Problem to solve »
Reproduce the post about brain sizes starting at "brain sizes: Einstein's" and ending at "news:agvq1p$c37$1 at oasis.ccit.arizona.edu...", swapping "message" for "post".
-------- Excerpt to read --------
IUBio

brain sizes: Einstein's and women's

John Knight johnknight at usa.com
Wed Jul 17 14:06:34 EST 2002


"Cary Kittrell" <cary at afone.as.arizona.edu> wrote in message
news:agvq1p$c37$1 at oasis.ccit.arizona.edu...
> In article  <Y2lY8.59633$P%6.3955165 at news2.west.cox.net> "John Knight"
<johnknight at usa.com> writes:
> <
> <http://christianparty.net/timssl10.htm
> <
> <Question L10 on the 12th Grade TIMSS Math test given to 12th graders
around
> <the world in 1995 reveals an astounding difference in math skills between
> <the sexes in all the countries who participated.  The average difference
in
> <all countries was 8.3%, with 31.9% of boys and 23.6% of girls answering
> <correctly, but the difference in the US was 12.3% (14.9% of girls and
27.2%
> <of boys).   In countries like Sweden where 59.8% of the boys answered
> <correctly, guesses on the test would not have influenced the scores by
that
> <much, but where only 14.9% of American girls answered correctly, guesses
> <must be taken into account.
-------- Dataset --------
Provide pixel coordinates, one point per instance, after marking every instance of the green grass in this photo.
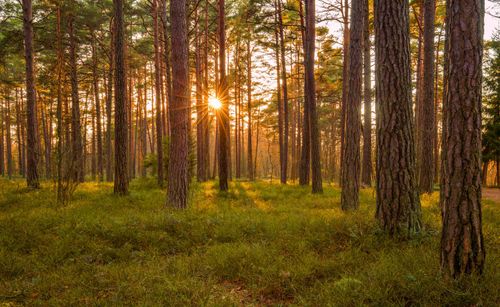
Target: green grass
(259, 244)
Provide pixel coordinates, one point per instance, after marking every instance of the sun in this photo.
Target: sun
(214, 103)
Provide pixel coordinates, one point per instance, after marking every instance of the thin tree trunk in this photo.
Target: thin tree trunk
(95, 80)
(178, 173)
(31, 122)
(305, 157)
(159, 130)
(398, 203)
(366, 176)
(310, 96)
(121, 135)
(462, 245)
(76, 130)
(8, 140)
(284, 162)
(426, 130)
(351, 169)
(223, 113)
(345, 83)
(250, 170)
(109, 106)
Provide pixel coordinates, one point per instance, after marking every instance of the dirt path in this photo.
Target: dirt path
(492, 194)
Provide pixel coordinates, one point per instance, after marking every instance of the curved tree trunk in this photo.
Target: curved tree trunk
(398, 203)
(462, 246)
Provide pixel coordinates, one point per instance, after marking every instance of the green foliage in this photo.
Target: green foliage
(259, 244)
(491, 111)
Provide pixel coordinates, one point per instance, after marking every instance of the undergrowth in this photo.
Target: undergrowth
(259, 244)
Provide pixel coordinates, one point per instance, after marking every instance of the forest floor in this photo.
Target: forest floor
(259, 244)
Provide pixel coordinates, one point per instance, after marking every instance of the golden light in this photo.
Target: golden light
--------
Reply »
brain sizes: Einstein's and women's

John Knight johnknight at usa.com
Wed Jul 17 14:06:34 EST 2002


"Cary Kittrell" <cary at afone.as.arizona.edu> wrote in post
news:agvq1p$c37$1 at oasis.ccit.arizona.edu...